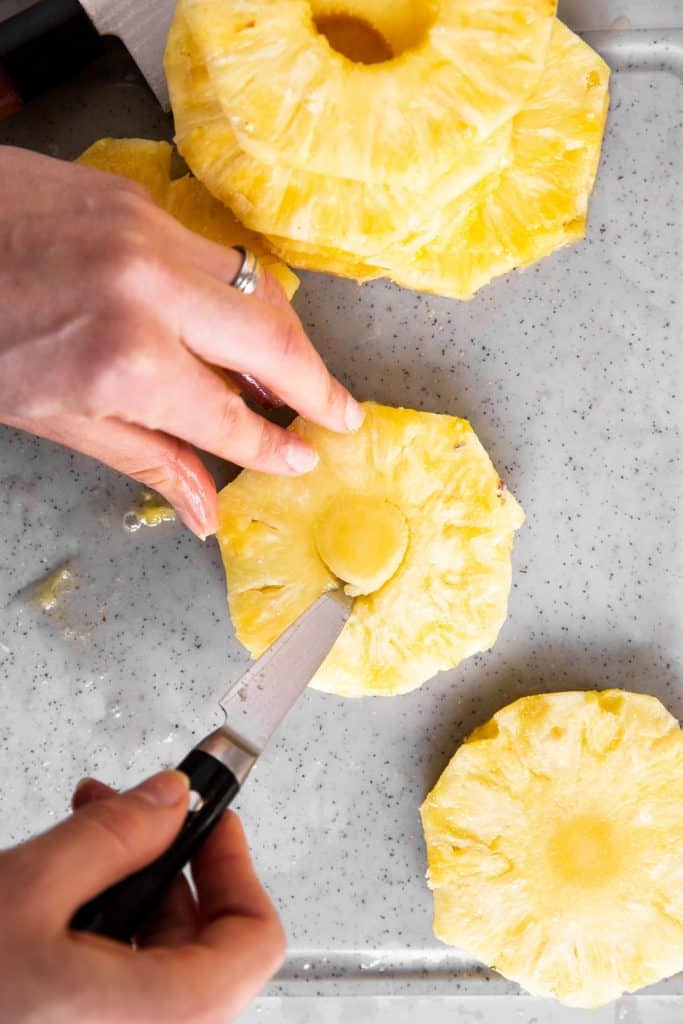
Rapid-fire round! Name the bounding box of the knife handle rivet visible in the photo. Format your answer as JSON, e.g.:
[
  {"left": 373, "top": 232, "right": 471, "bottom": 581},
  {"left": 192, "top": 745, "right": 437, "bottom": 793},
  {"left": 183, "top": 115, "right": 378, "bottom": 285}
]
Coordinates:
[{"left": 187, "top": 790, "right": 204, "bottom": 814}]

■ ■ ■ ■ ■

Work to be completed » Your task is to repeat the data above exactly while excluding the pictures.

Solution to this task »
Rapid-fire round! Name the bounding box of the knife handle rivet visible in the photo. Format your answer as JSON, e.g.:
[
  {"left": 373, "top": 232, "right": 471, "bottom": 581},
  {"left": 192, "top": 745, "right": 437, "bottom": 793},
  {"left": 183, "top": 115, "right": 378, "bottom": 285}
]
Coordinates:
[{"left": 187, "top": 790, "right": 204, "bottom": 814}]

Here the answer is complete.